PROBLEM REQUIREMENTS –
Reproduce word for word the part of the blog post about the cats and the food balls starting at "Last week, in" and ending at "was planned sabotage.".

GIVEN PASSAGE –

Monday, October 28, 2013

feed me, Seymour


Move or freeze?
The cat is on my lap. Again. At first, I attributed it to post traumatic stress disorder because of the veterinarian visit. But it's been a couple weeks, and he's here, every day, all day if possible. I love the guy, but really. Enough. Get a cat life.

Last week, in an effort to keep our twentyish pound cat (NOT the one on my lap) on this planet a bit longer than his current weight will sustain, my husband bought “food balls.” They are little plastic things that look like blue wiffle balls. (I prefer to call them remembralls or palantirs. But that's just me.) You put food inside, twist to choose a hole size for food to come out, and the idea is that the cats will chase the thing around until it chooses to dispense their food, one bit at a time.

The cats are not pleased. The first day, Pippin (twenty-pounder) rolled his under some lumber, and I could not find it all day. I think this was planned sabotage.

Fact—these animals have enjoyed their cushy deal of getting a bowl filled first thing in the morning. (Ever had a cat jump on your face the moment the alarm clicks on? They don't even wait for the music. One click and it's “Feed me! Or I will eat your face.”) Anyway---they like their gig. It's easy. No worries. No working to get their food. Laying on laps or in sunbeams or on any clothing left around (preferably black) all day after devouring their morning rations. It's a pretty sweet deal, actually.

But not a life.

Mike Breen, in Building a Discipling Culture, says, “How much easier it seems to stand still in what we know, regardless of how unfulfilling, than to move into the unknown! The alive disciple is a disciple on the move. God uses many different methods to stimulate movement—his Word, his Spirit, and sometimes persecution—because his desire is to see his followers reaching out to our dying world. Movement is an indication of life.”

INFORMATION PROVIDED –
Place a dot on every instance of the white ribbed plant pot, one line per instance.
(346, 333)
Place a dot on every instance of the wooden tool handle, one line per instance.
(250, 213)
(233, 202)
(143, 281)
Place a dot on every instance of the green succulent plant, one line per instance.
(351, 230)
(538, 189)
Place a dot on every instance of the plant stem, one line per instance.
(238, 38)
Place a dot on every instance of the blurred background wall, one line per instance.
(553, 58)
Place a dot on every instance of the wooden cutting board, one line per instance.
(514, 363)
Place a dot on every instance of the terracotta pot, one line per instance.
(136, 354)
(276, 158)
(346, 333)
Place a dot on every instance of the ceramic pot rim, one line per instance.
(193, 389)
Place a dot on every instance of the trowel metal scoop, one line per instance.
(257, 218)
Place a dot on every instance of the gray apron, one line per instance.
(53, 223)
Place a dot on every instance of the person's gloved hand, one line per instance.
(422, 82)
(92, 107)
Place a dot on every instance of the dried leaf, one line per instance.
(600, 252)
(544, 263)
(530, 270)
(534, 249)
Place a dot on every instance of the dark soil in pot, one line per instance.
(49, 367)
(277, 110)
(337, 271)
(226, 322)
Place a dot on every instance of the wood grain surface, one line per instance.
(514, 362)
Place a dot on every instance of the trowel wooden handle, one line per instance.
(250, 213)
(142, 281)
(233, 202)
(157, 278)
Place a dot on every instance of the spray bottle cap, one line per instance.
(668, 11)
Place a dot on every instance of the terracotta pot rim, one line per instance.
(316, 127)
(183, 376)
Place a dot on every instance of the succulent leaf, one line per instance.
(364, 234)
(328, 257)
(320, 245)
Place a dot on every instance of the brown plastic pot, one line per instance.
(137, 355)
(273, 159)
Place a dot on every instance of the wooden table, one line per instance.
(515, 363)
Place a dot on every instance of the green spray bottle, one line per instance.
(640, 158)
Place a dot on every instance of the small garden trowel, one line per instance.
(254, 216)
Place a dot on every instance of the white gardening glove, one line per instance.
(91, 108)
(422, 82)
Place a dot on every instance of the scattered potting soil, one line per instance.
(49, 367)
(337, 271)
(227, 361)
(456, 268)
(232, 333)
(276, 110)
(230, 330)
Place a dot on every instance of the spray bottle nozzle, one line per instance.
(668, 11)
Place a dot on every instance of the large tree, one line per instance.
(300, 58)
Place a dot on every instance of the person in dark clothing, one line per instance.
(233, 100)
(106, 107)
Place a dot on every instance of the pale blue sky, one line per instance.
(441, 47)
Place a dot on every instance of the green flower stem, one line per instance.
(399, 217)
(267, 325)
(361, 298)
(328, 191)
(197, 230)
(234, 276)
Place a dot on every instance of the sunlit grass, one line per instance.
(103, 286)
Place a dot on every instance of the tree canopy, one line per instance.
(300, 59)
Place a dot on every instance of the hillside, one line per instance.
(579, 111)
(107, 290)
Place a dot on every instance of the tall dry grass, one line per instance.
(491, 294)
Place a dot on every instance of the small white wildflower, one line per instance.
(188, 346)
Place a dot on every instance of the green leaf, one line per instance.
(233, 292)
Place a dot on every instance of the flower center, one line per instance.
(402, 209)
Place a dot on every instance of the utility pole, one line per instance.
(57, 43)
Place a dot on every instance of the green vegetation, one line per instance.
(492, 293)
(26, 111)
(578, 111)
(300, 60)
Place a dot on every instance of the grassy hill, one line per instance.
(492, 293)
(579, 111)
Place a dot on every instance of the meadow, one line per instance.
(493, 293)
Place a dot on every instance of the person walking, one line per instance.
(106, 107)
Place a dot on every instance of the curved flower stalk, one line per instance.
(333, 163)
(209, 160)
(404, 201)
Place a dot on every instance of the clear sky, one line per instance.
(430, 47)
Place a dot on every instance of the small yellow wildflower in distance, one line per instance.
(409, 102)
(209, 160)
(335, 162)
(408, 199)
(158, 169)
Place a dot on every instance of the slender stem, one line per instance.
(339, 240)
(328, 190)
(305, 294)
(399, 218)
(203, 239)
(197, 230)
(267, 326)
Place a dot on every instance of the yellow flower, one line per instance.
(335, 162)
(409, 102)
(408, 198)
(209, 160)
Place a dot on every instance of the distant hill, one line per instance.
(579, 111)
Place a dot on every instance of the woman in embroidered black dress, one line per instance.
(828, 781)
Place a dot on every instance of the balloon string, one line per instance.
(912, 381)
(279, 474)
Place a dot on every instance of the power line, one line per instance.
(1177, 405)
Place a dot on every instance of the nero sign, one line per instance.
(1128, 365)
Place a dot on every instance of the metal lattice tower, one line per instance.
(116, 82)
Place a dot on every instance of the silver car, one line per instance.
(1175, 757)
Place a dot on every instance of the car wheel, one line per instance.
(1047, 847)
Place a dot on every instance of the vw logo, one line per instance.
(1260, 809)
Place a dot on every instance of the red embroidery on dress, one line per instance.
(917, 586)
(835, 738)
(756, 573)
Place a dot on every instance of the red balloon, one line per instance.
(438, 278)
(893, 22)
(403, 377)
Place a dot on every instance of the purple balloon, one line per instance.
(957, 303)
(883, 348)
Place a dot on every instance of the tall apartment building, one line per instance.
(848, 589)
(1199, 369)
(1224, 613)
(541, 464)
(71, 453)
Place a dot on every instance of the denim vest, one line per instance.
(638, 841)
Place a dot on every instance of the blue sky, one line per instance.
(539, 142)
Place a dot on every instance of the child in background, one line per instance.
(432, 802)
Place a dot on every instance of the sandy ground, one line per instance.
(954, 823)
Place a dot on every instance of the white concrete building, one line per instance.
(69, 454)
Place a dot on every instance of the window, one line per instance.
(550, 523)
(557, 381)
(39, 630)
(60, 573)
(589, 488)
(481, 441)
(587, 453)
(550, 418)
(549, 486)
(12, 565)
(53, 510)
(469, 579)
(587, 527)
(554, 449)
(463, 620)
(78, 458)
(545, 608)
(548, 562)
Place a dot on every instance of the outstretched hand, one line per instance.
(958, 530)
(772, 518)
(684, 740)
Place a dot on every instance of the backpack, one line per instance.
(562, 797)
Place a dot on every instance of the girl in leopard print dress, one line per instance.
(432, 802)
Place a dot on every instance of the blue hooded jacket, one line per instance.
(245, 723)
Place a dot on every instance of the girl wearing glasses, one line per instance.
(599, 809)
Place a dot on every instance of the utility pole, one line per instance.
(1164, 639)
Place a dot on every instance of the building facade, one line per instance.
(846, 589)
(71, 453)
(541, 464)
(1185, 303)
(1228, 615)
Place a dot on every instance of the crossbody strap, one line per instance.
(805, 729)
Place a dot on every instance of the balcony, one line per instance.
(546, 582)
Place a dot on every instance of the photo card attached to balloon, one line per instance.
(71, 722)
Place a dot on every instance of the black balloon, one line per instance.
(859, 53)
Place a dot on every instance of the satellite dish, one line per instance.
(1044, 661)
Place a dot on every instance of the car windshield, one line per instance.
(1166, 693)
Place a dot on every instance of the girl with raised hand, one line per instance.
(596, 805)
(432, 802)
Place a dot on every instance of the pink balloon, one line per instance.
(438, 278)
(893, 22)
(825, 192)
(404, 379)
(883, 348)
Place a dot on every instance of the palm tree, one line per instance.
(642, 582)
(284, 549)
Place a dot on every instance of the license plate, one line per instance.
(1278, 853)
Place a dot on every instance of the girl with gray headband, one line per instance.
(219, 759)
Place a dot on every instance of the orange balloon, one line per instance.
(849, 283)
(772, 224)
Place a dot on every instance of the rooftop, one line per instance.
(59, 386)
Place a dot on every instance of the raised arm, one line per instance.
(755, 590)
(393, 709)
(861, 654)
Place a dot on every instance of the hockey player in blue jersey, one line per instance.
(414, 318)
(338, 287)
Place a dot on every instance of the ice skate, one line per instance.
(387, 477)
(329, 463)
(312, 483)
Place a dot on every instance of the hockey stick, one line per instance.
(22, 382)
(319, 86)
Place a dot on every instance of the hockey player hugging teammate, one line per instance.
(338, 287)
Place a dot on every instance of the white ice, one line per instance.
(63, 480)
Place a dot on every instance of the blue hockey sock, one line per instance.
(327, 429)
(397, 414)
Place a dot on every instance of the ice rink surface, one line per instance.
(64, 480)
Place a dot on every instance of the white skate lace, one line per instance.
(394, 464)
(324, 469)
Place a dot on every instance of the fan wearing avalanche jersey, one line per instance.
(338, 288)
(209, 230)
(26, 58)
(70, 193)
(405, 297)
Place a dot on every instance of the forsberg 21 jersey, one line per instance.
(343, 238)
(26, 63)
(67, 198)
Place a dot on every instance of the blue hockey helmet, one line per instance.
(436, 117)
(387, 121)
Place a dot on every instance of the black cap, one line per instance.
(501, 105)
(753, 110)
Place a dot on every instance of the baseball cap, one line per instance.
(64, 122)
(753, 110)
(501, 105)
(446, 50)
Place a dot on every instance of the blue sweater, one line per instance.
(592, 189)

WORKED ANSWER –
Last week, in an effort to keep our twentyish pound cat (NOT the one on my lap) on this planet a bit longer than his current weight will sustain, my husband bought “food balls.” They are little plastic things that look like blue wiffle balls. (I prefer to call them remembralls or palantirs. But that's just me.) You put food inside, twist to choose a hole size for food to come out, and the idea is that the cats will chase the thing around until it chooses to dispense their food, one bit at a time.

The cats are not pleased. The first day, Pippin (twenty-pounder) rolled his under some lumber, and I could not find it all day. I think this was planned sabotage.